** EXERCISE **
Your output must consist solely of the lines from the one containing "For this drill the class indicates the oven door" through the end of the records, reproduced exactly.

** GIVEN ENTRIES **
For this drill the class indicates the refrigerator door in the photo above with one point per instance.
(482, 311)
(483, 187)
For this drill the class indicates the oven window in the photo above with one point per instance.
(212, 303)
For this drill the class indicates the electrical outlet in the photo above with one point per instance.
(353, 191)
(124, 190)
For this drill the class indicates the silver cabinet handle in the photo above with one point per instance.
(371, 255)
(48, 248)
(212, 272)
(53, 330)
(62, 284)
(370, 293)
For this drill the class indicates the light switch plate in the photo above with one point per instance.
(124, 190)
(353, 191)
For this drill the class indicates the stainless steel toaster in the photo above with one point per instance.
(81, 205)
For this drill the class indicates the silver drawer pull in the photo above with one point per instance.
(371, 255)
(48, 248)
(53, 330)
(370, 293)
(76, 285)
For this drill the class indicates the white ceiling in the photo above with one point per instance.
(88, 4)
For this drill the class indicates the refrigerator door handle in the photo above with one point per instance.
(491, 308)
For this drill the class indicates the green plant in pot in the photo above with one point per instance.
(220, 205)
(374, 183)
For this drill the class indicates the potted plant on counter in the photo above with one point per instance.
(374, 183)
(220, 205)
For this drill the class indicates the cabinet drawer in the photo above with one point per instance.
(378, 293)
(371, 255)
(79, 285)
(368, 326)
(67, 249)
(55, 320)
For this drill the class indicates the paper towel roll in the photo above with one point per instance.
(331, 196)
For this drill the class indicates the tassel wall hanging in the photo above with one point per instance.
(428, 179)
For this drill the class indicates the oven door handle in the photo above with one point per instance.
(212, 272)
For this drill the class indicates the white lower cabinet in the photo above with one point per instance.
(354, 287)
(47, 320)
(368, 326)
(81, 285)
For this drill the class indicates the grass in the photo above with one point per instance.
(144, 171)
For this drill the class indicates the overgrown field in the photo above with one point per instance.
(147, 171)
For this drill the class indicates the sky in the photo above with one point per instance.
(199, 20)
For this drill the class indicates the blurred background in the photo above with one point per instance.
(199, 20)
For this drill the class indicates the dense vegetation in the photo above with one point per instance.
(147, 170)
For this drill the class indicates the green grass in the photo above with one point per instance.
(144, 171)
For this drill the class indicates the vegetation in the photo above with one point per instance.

** YOUR SOLUTION **
For this drill the class indicates the oven door handle in the photo above with one point per instance.
(212, 272)
For this drill the class indicates the white lower cabinet in the photo above with one point per instance.
(354, 287)
(47, 320)
(368, 326)
(81, 285)
For this drill the class indicates the grass in the photo above with one point per instance.
(144, 171)
For this drill the class indicates the overgrown field in the photo above with one point per instance.
(147, 171)
For this drill the class indicates the sky in the photo above with one point per instance.
(199, 20)
For this drill the class indicates the blurred background in the photo above with one point per instance.
(199, 20)
For this drill the class indicates the dense vegetation in the photo above with one point per instance.
(147, 170)
For this drill the class indicates the green grass in the photo above with one point per instance.
(144, 171)
For this drill the class indicates the vegetation in the photo above with one point per instance.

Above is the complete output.